- **Text excerpt**
On 17 November 2022, the ECJ in its cases C-253/20 and C-254/20 [1] addressed the question of whether and under what conditions a parallel importer may import and market under the trademark of the reference drug a generic drug that is identical in all respects to the reference drug. Put another way: can a parallel importer purchase a generic drug that is identical in all respects, but offered at a lower price compared to the reference drug, in order to then sell it, after appropriate repackaging, as the more expensive “original” product?

The ECJ ruled that repackaging one pharmaceutical product, e.g., by replacing the outer packaging with another (known as reboxing or relabeling) is only permissible if the following conditions are met cumulatively:

1. the two drugs are identical in every respect (bioidentity is not sufficient) and

2. repacking meets the so-called BMS criteria [2], in particular that of objective necessity.

According to the ECJ, the requirement of identity “in all respects” is based above all on the fact that under certain circumstances the law considers reference medicinal products and generic medicinal products to be equivalent, although they may in fact exhibit minor differences. Since this could lead to healthcare professionals and patients being misled, repackaging is only permissible if both medicines are identical to each other in all respects.

Such identity exists in particular if the generic product and the original product are manufactured – as is the case here – by the same company or commercially affiliated companies, and if the product is in fact the same product but is merely marketed differently.

- **The data**
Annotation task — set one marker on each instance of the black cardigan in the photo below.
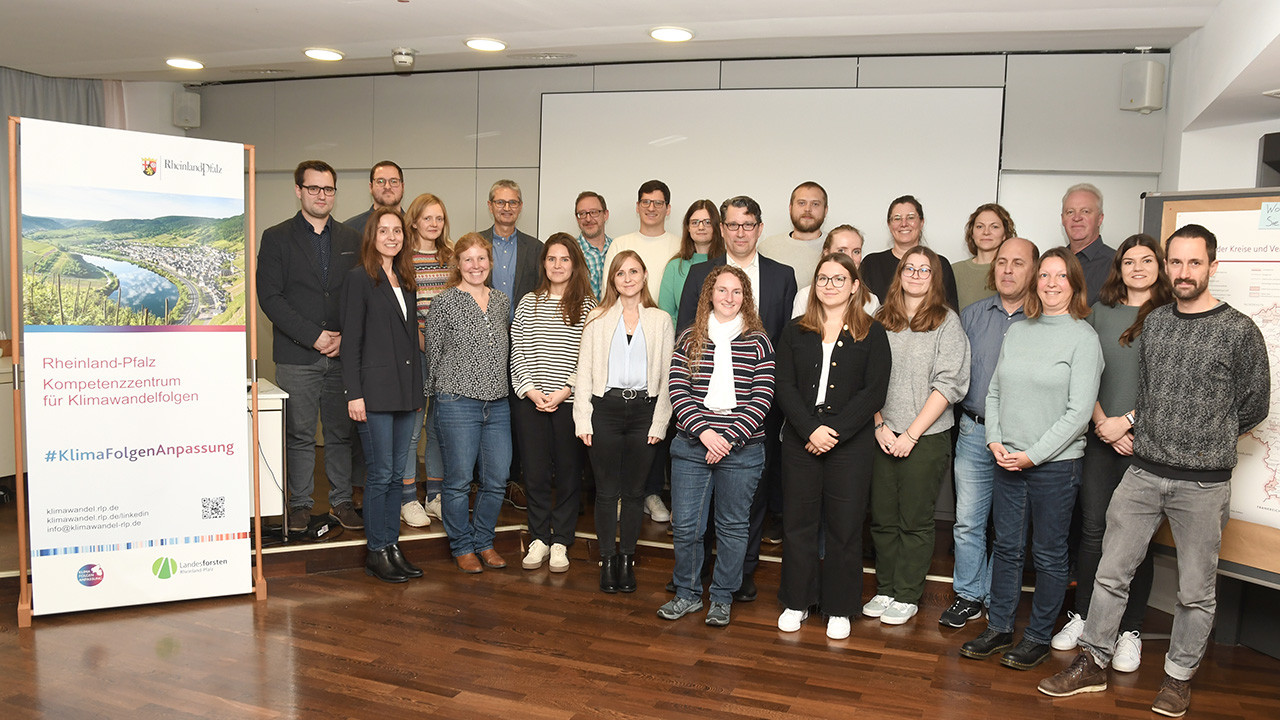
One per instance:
(855, 386)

- **What you have to do**
In the text on the ECJ ruling, which two case numbers did the ECJ decide on 17 November 2022? Answer solely from the text on the ECJ ruling, not from the data.

- **Expected answer**
C-253/20 and C-254/20.